» **EXERCISE OBJECTIVE**
Copy every record exactly, and keep the pictures out.

***

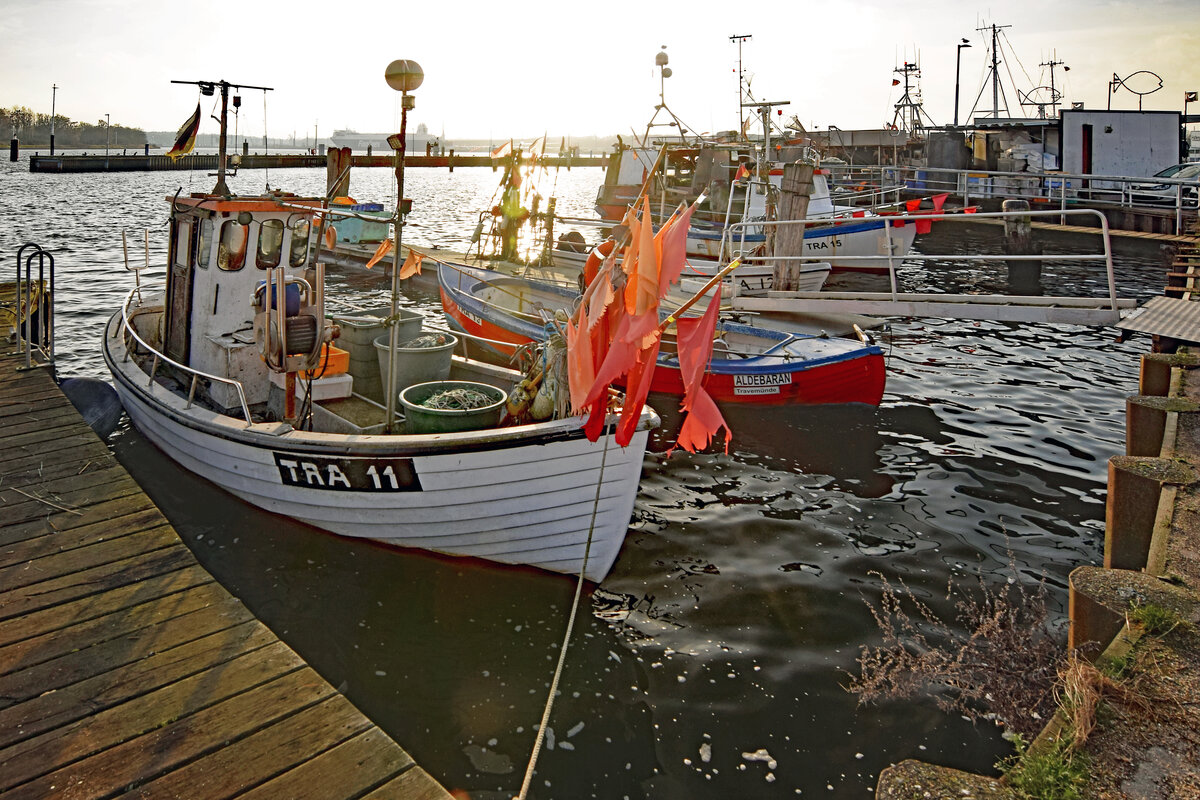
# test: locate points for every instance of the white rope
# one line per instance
(567, 636)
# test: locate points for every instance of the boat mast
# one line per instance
(208, 88)
(995, 67)
(1055, 95)
(739, 40)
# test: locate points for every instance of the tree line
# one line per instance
(34, 130)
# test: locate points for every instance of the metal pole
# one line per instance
(221, 187)
(958, 65)
(54, 94)
(394, 331)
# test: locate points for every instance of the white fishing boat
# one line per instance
(237, 389)
(847, 238)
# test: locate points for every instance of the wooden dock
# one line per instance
(125, 668)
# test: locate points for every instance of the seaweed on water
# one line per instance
(459, 400)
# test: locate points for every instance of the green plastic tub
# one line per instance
(433, 420)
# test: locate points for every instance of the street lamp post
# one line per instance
(403, 76)
(958, 64)
(54, 96)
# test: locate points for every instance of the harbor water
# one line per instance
(713, 660)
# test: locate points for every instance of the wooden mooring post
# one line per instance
(793, 204)
(1024, 275)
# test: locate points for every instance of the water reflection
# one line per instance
(711, 662)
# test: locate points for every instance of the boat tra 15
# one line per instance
(749, 365)
(227, 371)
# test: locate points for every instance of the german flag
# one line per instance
(186, 137)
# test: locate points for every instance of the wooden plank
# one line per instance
(93, 581)
(94, 733)
(24, 469)
(124, 666)
(177, 740)
(360, 764)
(70, 563)
(95, 655)
(60, 419)
(262, 756)
(95, 513)
(30, 639)
(66, 494)
(84, 536)
(413, 785)
(107, 690)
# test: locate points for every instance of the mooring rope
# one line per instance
(567, 636)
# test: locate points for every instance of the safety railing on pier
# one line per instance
(33, 307)
(1053, 188)
(894, 302)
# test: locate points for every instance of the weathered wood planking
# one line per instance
(125, 668)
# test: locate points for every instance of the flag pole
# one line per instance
(712, 282)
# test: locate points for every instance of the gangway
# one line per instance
(1029, 308)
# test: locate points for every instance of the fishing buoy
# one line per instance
(96, 402)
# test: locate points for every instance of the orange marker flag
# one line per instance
(581, 368)
(185, 139)
(672, 242)
(412, 265)
(646, 287)
(381, 251)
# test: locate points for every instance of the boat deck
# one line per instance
(125, 668)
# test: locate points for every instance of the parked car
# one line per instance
(1158, 193)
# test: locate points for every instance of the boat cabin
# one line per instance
(221, 257)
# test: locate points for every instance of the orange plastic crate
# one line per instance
(334, 361)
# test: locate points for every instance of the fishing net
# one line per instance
(459, 400)
(426, 341)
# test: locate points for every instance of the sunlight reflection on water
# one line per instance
(736, 606)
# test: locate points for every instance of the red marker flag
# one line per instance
(186, 137)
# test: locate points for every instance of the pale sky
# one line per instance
(498, 70)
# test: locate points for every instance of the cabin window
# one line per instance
(183, 241)
(270, 244)
(232, 250)
(204, 245)
(299, 250)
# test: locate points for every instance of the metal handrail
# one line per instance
(1056, 186)
(1107, 254)
(127, 329)
(25, 302)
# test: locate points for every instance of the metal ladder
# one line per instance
(34, 307)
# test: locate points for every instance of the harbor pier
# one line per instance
(139, 162)
(1137, 618)
(125, 667)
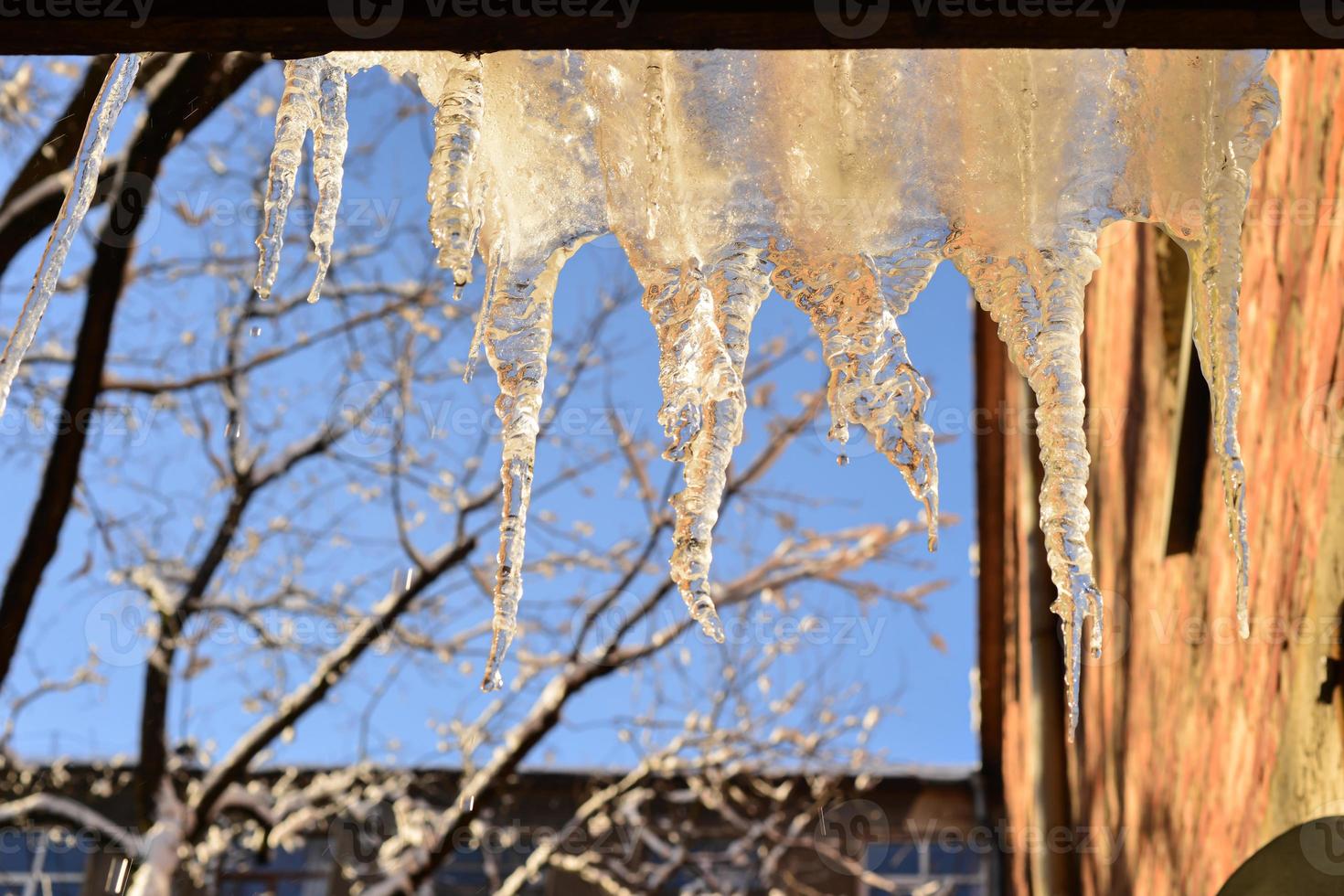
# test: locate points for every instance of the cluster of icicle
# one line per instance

***

» **RESULT**
# test: locate points for every instance of the white rope
# one line per instance
(567, 636)
# test: locate points for every instance of the boat mast
# one line per instance
(208, 88)
(995, 67)
(1055, 95)
(739, 40)
# test: locate points for every instance of the tree line
# one line per instance
(34, 130)
# test: locate points for every instance of the metal pole
# one line per instance
(221, 187)
(958, 65)
(54, 94)
(394, 331)
# test: locate points for every instance of the white fishing boat
# one line per instance
(237, 389)
(847, 238)
# test: locate points for every instance of the wooden dock
# one line per instance
(125, 668)
# test: locate points for every instance of the seaweed on water
# one line per instance
(459, 400)
# test: locate points for every instance of the green plastic tub
# one line per instance
(433, 420)
# test: locate points for every instance of the street lamp post
# one line per instance
(403, 76)
(958, 64)
(54, 96)
# test: locate points for every instance of the harbor water
# one line per instance
(713, 660)
# test: locate points for every instance of the wooden mooring post
# one line per instance
(793, 204)
(1024, 275)
# test: locate points for every instance of the water reflection
# one line per instance
(711, 662)
# test: locate points for every instance of the boat tra 15
# one line per instance
(749, 365)
(227, 371)
# test: locate points for every instance of the german flag
# one line per instance
(186, 137)
# test: locate points for every instance of the wooden plank
# one line per instance
(93, 581)
(94, 733)
(24, 469)
(124, 666)
(177, 740)
(360, 764)
(70, 563)
(95, 655)
(60, 419)
(262, 756)
(95, 513)
(30, 639)
(66, 494)
(84, 536)
(413, 785)
(107, 690)
# test: locate points for every instance of the mooring rope
# one line per instance
(567, 636)
# test: locate points for every instance of the safety railing on pier
# one line per instance
(33, 307)
(1053, 188)
(894, 302)
# test: locate points for every instance of the weathered wood planking
# one line per instance
(125, 668)
# test: locate points for every instance of the flag pole
# one line per instance
(712, 282)
# test: locate points for every instance of the gangway
# one line per instance
(1029, 308)
# test: locate points for every instance of the fishing buoy
# one line per instance
(96, 402)
# test: locate points for every instance of the orange marker flag
# one line per instance
(581, 368)
(185, 139)
(672, 242)
(412, 265)
(646, 287)
(381, 251)
# test: locate points for every instance of the boat deck
# one line per instance
(125, 668)
# test: locate points for every instance of the parked car
# one line per instance
(1158, 193)
# test: locate points for every instance of the boat cabin
# one line per instance
(221, 257)
# test: locate points for every instance of the orange plastic crate
# one line per instance
(334, 361)
# test: locate points for every instance of the fishing net
# one line per instance
(459, 400)
(426, 341)
# test: locate points for every instance of the sunlight reflection on water
# one line per instance
(736, 606)
# test: locate points for every instance of the red marker flag
# one line per instance
(186, 137)
# test: locate points for every instance of the pale sky
# one line per instance
(498, 70)
# test: locate points for every instance of the cabin window
# one line per instance
(183, 241)
(270, 244)
(232, 250)
(204, 245)
(299, 250)
# test: locate points for every instance of the metal handrail
# one line per instance
(1056, 186)
(1107, 254)
(127, 329)
(25, 302)
# test: locate points for every instance of the metal ladder
# one line per instance
(34, 307)
# test: locate points for every instance of the harbor pier
# one line per instance
(139, 162)
(1137, 618)
(125, 667)
# test: locate points for every instance of the cluster of icicle
# one line per instance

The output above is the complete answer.